-- BEGIN --
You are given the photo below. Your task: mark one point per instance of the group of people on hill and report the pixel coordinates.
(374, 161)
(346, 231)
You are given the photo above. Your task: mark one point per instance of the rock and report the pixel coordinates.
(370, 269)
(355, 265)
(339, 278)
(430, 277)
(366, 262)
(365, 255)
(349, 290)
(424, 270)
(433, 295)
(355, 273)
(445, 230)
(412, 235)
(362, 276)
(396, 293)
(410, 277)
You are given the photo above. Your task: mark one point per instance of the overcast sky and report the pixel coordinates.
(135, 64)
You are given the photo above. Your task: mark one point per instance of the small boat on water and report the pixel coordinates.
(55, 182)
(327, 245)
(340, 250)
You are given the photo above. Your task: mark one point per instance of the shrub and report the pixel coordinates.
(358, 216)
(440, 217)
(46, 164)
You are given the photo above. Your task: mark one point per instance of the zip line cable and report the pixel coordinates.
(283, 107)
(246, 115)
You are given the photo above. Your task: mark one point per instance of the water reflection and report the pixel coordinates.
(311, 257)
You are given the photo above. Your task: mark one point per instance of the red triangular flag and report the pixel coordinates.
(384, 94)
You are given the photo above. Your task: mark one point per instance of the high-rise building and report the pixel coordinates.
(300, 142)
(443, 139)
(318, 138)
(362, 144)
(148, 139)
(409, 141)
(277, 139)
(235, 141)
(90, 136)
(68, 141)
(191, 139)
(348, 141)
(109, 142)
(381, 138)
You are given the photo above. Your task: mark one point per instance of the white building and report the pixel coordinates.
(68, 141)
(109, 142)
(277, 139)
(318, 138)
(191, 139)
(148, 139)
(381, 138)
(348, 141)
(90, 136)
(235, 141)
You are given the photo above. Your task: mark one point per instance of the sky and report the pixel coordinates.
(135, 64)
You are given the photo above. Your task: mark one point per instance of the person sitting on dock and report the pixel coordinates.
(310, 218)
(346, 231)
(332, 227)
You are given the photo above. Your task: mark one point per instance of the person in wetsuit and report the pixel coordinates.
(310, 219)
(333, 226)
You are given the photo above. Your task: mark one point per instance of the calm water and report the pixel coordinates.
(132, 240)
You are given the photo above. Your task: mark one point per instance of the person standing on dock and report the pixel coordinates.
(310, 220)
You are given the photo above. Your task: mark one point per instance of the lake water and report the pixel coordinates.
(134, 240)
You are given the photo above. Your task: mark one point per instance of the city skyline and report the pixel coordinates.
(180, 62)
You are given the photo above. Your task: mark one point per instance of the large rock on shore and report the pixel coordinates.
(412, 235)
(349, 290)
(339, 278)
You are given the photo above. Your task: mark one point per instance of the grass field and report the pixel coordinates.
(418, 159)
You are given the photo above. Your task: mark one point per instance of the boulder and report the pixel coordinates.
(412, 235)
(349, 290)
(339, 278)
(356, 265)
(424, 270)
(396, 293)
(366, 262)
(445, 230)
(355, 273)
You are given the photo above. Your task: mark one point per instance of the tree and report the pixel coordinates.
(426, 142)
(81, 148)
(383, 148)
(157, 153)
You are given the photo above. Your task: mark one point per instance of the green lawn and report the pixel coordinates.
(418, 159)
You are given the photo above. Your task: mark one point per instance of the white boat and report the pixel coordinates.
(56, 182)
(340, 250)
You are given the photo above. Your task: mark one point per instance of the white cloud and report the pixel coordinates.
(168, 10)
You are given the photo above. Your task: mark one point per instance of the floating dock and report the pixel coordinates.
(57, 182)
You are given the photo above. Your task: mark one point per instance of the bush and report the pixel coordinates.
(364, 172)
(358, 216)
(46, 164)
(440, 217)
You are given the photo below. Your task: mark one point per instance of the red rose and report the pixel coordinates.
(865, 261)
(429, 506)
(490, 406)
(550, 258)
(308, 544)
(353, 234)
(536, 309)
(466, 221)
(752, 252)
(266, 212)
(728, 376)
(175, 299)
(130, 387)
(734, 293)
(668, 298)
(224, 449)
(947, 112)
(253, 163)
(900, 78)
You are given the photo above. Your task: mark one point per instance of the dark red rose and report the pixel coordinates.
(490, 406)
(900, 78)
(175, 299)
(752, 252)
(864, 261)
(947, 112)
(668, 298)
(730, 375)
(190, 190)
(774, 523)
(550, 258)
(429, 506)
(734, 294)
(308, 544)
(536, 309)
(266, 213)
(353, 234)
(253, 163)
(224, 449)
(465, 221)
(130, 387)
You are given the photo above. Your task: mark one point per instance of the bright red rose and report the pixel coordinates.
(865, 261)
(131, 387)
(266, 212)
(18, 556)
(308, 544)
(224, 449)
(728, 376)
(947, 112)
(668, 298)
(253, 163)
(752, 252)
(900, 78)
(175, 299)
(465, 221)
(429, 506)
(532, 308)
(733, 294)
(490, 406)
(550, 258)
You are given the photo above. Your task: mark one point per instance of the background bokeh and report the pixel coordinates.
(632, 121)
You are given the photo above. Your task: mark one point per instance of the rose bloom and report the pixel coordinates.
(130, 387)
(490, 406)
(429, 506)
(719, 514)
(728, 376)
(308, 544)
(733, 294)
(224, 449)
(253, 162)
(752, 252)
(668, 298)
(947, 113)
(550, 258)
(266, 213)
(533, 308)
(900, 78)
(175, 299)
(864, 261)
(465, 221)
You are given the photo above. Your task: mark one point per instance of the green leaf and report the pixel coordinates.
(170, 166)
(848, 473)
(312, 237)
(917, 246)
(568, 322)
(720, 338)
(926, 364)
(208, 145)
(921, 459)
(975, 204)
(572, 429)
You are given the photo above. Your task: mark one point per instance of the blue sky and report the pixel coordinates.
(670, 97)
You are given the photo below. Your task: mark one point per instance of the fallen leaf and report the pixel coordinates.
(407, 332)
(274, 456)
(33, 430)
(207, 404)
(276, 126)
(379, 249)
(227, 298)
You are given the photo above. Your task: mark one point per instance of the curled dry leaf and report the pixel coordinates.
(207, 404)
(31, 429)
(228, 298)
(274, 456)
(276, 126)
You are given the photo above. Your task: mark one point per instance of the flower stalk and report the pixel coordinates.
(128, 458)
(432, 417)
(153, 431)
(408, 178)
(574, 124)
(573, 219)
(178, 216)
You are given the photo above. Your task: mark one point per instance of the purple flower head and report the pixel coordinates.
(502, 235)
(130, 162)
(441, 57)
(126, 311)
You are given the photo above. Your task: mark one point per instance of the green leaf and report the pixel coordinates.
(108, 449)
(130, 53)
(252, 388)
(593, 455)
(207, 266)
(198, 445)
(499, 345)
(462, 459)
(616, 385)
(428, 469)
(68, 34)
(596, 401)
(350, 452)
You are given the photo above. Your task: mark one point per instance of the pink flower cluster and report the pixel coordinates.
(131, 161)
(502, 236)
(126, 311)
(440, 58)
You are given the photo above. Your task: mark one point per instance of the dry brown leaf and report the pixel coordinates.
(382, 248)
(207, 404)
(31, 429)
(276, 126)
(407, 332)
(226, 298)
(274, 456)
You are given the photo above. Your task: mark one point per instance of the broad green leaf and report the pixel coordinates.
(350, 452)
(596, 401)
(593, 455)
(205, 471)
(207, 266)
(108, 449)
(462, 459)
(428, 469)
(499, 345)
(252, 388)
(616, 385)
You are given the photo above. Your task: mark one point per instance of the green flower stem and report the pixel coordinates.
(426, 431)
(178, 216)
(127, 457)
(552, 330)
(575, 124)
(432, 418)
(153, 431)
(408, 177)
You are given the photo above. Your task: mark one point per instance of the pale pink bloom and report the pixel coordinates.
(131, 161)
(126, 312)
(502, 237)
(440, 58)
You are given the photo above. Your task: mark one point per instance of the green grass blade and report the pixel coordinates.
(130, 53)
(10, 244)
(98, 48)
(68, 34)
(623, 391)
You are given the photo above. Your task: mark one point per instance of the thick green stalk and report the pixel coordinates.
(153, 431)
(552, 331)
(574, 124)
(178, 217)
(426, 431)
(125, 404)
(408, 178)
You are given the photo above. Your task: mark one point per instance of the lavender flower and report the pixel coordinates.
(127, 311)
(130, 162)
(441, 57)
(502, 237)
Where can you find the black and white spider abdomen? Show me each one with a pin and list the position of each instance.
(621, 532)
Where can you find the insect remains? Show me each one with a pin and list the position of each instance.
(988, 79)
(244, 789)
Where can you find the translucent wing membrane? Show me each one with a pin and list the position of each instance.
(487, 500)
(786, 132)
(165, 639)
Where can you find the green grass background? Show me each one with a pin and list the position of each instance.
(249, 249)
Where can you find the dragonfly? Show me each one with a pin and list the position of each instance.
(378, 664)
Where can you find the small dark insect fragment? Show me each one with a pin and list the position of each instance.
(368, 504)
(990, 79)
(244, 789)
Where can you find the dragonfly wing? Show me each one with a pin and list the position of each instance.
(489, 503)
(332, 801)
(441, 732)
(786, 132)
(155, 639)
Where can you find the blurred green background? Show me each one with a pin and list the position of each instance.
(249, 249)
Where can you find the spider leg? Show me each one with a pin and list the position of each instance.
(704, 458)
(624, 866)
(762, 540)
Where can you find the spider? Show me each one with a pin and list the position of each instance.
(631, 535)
-- END --
Task directions
Reproduce precisely the span of lines that begins at the line containing "Where can you find the dragonfly?" and ends with the last line of the listing.

Completed exercise
Where can you find the dragonfly? Show me each one with a pin and list the position of each instance.
(378, 664)
Where can you find the small dark insect fragment? Show me each one with a pin and list the position of each instance.
(368, 504)
(990, 79)
(244, 789)
Where can you find the dragonfly wing? Show me each one with a pin and list the position of each instance.
(489, 503)
(332, 801)
(441, 732)
(786, 132)
(155, 639)
Where can you find the blurred green background? Show me each one with a pin and list the position of each instance.
(249, 249)
Where can you find the spider leg? Show me each one with a pin and list the position of each instance.
(704, 458)
(624, 866)
(762, 540)
Where can you find the spider? Show me each one with a pin and list the position of each instance.
(631, 535)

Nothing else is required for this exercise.